- Brief -
Look through the lines below and extract each one that contains "jacket".

- Data records -
——————

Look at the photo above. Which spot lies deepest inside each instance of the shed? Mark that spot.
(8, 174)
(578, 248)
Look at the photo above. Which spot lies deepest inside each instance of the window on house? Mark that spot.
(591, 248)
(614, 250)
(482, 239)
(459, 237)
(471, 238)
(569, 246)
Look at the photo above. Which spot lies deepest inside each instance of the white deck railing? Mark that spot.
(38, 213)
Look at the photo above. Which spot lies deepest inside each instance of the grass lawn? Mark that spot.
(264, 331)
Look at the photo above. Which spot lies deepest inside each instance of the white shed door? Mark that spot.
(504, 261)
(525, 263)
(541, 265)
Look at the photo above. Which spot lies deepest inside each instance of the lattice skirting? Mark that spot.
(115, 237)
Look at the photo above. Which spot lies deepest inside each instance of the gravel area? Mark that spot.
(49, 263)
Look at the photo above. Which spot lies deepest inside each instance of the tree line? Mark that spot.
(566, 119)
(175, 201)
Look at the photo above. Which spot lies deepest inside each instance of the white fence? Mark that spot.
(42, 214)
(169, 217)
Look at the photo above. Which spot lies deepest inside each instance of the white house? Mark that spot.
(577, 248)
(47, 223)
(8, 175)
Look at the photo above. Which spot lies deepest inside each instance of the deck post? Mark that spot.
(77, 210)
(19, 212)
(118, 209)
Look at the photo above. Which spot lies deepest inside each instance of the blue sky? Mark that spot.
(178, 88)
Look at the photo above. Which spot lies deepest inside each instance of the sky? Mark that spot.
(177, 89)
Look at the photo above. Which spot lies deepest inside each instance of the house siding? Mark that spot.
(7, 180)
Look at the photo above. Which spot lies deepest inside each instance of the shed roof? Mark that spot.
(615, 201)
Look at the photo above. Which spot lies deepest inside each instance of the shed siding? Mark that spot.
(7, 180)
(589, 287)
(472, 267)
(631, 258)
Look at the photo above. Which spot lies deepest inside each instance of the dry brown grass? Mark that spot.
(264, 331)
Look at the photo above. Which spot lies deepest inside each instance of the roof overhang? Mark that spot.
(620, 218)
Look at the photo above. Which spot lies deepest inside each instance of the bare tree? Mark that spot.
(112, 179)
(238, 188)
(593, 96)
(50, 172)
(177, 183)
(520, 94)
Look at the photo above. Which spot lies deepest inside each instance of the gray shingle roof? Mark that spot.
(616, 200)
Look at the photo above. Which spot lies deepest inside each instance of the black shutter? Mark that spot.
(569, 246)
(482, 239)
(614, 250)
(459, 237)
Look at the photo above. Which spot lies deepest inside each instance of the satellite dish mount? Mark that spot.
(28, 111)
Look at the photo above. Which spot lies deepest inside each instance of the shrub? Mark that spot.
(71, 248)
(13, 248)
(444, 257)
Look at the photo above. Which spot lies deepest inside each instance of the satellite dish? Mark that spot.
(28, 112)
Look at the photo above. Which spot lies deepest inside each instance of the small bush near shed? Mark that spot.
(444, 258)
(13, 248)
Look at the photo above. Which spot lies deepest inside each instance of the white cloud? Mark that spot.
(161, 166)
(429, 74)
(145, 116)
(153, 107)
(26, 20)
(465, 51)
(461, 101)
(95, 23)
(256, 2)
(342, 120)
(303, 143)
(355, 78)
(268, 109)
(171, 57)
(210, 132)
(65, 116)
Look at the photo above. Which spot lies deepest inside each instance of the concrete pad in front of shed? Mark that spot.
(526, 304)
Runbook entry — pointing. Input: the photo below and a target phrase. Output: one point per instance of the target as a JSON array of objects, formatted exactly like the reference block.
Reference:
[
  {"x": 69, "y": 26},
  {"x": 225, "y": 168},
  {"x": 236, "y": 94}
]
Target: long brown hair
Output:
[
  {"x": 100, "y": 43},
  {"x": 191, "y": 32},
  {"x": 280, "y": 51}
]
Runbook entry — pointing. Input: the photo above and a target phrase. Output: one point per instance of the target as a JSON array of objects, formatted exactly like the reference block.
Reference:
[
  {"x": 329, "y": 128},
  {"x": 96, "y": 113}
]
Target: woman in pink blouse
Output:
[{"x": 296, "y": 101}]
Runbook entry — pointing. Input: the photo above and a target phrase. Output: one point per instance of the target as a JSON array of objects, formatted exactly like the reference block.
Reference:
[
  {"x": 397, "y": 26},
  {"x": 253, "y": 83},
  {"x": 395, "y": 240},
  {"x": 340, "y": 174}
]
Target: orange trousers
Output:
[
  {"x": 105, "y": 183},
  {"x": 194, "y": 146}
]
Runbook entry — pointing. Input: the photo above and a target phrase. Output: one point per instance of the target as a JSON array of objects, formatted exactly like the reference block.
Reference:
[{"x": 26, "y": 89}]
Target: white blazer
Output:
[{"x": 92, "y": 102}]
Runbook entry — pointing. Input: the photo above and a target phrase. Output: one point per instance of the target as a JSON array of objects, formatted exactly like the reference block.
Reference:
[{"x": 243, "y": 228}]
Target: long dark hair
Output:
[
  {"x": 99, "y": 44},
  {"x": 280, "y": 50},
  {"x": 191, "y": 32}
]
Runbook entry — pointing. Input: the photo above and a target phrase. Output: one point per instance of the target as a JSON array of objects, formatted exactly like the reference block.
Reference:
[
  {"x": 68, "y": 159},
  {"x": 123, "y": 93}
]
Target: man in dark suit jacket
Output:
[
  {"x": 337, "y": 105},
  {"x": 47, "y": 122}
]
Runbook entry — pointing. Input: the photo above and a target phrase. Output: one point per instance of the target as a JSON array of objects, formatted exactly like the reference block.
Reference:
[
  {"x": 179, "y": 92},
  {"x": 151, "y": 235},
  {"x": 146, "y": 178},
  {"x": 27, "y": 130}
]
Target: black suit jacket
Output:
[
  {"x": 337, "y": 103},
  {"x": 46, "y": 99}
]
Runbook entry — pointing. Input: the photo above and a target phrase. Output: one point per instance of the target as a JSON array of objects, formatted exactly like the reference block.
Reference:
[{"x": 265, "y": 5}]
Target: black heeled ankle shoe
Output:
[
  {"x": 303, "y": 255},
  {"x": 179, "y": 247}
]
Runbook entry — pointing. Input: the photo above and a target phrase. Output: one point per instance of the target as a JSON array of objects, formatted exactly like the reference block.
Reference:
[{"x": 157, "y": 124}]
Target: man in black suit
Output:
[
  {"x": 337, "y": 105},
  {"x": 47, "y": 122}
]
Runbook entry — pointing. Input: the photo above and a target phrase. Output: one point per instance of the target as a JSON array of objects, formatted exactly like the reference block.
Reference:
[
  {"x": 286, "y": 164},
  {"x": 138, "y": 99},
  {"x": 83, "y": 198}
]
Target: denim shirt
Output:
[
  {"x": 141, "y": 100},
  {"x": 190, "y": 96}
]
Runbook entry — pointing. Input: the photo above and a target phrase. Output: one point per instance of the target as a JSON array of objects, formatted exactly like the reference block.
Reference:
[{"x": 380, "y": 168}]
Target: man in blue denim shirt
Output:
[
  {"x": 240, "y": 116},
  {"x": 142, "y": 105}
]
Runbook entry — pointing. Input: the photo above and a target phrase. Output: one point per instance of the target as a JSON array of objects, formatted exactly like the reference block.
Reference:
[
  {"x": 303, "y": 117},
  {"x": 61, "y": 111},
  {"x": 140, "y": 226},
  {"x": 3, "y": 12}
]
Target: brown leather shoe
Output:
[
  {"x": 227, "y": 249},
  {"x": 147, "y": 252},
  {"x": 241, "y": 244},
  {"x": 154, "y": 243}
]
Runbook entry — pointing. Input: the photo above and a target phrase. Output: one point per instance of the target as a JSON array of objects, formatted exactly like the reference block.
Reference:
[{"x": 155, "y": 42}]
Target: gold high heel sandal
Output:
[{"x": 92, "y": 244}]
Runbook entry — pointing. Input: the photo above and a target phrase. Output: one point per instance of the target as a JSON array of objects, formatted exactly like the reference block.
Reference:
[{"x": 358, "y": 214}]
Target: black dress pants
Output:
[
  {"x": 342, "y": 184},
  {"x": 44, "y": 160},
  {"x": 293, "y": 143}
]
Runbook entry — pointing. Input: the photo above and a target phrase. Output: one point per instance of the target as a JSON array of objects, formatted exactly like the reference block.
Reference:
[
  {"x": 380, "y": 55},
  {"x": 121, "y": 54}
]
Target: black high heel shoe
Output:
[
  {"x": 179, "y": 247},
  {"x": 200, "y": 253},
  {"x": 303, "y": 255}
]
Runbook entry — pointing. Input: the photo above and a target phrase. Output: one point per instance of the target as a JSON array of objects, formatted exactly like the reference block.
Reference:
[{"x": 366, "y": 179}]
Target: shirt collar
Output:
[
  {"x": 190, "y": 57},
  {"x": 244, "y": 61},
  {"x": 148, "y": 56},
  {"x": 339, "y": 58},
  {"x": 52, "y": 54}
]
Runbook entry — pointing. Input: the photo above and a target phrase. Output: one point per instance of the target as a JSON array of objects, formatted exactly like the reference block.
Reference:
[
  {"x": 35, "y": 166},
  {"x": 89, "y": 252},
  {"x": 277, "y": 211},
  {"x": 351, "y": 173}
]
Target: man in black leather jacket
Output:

——————

- Exercise response -
Target: man in dark suit jacket
Target: black suit jacket
Target: man in black leather jacket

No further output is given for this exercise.